21. The apparatus of claim 17, wherein the crosstalk canceller
comprises a crosstalk cancellation filter to cancel the crosstalk
between the first and second virtual signals.
22. The apparatus of claim 21, wherein the crosstalk cancellation
filter comprises an optimized IIR (infinite impulse response)
filter.
23. The apparatus of claim 22, wherein the widening filter has
coefficients determined by convolving coefficients of the head
related transfer functions with coefficients of the crosstalk
cancellation filter.
24. The apparatus of claim 23, wherein the widening filter and the
first and second direct filters act as a panorama filter, and
coefficients of the panorama filter are determined by adding the
coefficients of the widening filter to coefficients of the first
and second direct filters.
25. The apparatus of claim 17, further comprising: a phase inverter
to invert a phase of one of the first and second channel signals
when the first and second channel signals are the same.
26. The apparatus of claim 17, further comprising: a location
ascertaining unit to ascertain a location of a listener; a table to
store information corresponding to the location of the listener;
and a controller to control the widening filter according to the
information corresponding to the location of the listener.
27. The apparatus of claim 17, further comprising: a first speaker
to generate sound corresponding to the filtered first channel
signal and the first virtual signal; and a second speaker to
generate sound corresponding to the filtered second channel signal
and the second virtual signal.
28. A method of reproducing an input sound signal, the method
comprising: filtering first and second channel signals of an input
sound signal to adjust characteristics of the first and second
channel signals; forming first and second virtual signals according
to the input first and second sound signals and head related
transfer functions; canceling crosstalk between the first and
second virtual signals according to the head related transfer
functions; and outputting the filtered first channel signal
together with the first virtual signal, and the filtered second
channel signal together with the second virtual signal.
29. The method of claim 28, wherein the filtering of the first and
second channel signals comprises: adjusting the characteristics of
the first and second channel signals according to the first and
second virtual signals.
30. The method of claim 28, wherein the characteristics of the
first and second channel signals comprise an amplitude and a time
delay of each of the first and second channel signals.
31. The method of claim 28, wherein the forming of the first and
second virtual signals comprise: convolving the first channel
signal with head related transfer functions measured between a
first predetermined location and left and right ears of a listener
to form a first left virtual signal and a first right virtual
signal; convolving the second channel signal with head related
transfer functions measured between a second predetermined location
symmetrical with the first predetermined location with respect to
the listener and the left and right ears of the listener to form a
second left virtual signal and a second right virtual signal; and
combining the first and second left virtual signals to form one of
the first and second virtual signals, and combining the first and
second right virtual signals to form the other one of the first and
second virtual signals.
32. The method of claim 28, wherein the canceling of the crosstalk
between the first and second virtual signals comprises: passing the
first and second virtual signals through a crosstalk cancellation
filter having coefficients determined according to the head related
transfer functions.
33. The method of claim 28, further comprising: inverting the phase
of one of the first and second channel signals when the first and
second channel signals are the same.
34. The method of claim 28, further comprising: ascertaining a
location of a listener; and forming the first and second virtual
signals and canceling cross-talk between the first and second
virtual signals according to the location of the listener.

» Work instructions
Rewrite the audio patent claims from "23. The apparatus" to "cancellation filter.", putting "spreading filter" in place of "widening filter". The listing after this comes from a different source than the audio patent claims.

[Position annotation records]
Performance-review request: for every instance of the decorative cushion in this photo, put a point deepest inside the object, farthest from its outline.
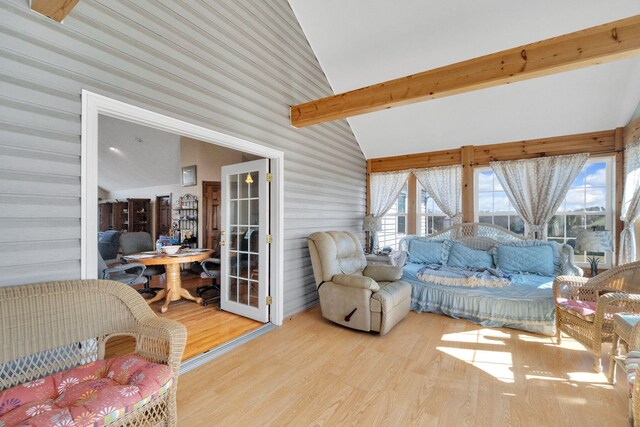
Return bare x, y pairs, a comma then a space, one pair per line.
425, 251
631, 364
529, 257
585, 310
462, 256
93, 394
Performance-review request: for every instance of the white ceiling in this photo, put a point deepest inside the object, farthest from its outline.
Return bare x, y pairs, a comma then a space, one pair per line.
362, 42
143, 156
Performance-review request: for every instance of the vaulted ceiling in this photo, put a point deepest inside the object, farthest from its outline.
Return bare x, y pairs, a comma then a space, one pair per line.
363, 42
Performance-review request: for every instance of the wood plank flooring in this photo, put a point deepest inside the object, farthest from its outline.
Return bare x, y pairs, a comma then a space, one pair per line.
207, 327
429, 370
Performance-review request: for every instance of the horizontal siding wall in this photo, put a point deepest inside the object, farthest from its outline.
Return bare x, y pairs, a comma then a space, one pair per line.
231, 66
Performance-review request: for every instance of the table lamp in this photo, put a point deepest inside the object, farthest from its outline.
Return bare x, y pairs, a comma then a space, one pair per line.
371, 225
594, 241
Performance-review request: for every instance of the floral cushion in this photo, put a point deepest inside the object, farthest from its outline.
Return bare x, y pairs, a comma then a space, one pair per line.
94, 394
585, 310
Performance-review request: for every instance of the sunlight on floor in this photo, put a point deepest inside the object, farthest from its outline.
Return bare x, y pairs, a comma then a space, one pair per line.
482, 336
499, 363
495, 363
588, 377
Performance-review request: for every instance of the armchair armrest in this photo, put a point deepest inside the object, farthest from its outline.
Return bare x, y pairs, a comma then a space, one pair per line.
209, 263
162, 340
136, 268
615, 302
573, 287
383, 273
398, 258
355, 281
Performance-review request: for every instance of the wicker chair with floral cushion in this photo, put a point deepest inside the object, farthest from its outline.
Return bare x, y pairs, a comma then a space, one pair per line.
632, 361
585, 307
53, 369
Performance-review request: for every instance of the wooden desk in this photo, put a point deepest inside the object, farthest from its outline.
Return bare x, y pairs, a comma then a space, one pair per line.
173, 290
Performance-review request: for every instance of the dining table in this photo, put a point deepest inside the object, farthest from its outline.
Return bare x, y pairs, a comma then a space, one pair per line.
173, 290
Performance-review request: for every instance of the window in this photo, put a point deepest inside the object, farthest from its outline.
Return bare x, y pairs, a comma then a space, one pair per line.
588, 204
492, 204
429, 216
393, 226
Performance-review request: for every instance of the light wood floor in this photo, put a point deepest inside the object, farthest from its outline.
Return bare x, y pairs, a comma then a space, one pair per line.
429, 370
207, 327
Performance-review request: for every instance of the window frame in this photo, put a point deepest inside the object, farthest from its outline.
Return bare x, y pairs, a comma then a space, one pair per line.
610, 207
476, 201
420, 216
393, 213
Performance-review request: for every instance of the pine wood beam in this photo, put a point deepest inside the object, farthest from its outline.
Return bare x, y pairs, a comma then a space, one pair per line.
54, 9
595, 45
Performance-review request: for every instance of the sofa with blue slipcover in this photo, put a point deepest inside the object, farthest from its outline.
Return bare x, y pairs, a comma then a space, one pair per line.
488, 275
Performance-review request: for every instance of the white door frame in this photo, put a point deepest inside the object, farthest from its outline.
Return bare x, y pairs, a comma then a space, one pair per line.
94, 105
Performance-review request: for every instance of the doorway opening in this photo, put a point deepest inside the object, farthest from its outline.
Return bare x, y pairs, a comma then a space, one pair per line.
163, 217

» Correct response
23. The apparatus of claim 22, wherein the spreading filter has
coefficients determined by convolving coefficients of the head
related transfer functions with coefficients of the crosstalk
cancellation filter.